**Assignment**. Each line in the entries below that holds the word "shirt" belongs in the answer.

**Data for review**.
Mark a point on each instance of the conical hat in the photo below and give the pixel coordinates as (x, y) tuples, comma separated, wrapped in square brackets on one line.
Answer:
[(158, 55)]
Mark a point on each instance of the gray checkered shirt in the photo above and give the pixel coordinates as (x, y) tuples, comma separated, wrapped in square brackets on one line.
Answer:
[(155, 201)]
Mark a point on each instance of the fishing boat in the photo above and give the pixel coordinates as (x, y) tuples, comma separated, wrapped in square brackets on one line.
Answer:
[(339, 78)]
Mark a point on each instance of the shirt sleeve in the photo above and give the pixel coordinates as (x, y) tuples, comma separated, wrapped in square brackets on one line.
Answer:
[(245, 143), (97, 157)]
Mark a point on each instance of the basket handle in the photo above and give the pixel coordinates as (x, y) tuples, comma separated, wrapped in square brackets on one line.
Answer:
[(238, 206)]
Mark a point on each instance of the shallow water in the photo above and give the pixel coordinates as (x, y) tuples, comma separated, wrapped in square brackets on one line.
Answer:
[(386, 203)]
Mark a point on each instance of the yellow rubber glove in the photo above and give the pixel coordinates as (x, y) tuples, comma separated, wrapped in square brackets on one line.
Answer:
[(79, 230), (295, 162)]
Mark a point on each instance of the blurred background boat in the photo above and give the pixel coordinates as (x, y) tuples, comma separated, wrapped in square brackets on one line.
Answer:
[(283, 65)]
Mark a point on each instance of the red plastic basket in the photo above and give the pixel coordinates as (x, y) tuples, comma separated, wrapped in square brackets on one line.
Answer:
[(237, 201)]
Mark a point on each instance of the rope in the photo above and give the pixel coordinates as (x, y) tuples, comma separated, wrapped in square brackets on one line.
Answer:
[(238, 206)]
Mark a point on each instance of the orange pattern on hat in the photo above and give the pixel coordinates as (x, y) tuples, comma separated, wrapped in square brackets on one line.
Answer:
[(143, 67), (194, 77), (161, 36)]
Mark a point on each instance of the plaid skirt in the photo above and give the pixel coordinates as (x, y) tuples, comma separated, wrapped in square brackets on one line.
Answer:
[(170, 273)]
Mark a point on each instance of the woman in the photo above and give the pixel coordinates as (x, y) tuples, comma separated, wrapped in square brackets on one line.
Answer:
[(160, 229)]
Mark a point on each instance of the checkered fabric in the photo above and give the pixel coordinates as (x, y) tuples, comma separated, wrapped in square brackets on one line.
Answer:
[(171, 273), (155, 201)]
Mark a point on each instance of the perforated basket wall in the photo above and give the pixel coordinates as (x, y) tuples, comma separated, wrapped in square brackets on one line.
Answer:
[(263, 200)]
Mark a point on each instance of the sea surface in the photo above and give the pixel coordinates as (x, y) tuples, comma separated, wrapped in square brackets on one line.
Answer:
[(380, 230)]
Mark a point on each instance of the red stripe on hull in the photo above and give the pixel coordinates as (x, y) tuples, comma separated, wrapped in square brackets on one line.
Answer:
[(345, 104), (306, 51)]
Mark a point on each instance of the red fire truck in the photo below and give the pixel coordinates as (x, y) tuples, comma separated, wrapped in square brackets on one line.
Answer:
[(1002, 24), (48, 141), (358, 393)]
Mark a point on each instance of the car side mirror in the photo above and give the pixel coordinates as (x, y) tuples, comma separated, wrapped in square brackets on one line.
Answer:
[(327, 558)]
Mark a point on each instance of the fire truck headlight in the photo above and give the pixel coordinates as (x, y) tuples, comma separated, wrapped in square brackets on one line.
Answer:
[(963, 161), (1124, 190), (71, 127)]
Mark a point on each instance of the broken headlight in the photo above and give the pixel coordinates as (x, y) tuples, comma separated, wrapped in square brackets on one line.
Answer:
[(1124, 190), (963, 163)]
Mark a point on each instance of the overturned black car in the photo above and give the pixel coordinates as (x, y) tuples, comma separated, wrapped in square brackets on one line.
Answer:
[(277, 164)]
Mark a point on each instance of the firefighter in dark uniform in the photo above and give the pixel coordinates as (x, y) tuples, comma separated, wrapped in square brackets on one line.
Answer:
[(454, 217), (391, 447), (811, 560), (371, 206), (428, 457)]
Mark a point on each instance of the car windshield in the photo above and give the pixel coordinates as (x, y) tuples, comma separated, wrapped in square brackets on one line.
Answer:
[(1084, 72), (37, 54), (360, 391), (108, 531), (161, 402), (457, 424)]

**Answer to this task**.
Mark a point on each instance of the gray checkered shirt in the photo above and give the pixel coordinates as (x, y) tuples, comma separated, wrapped in square brackets on one line.
Mark a point on each instance of the shirt sleeve in the photo above and give the pixel coordinates as (x, y) tuples, comma separated, wrapped in square brackets on one line.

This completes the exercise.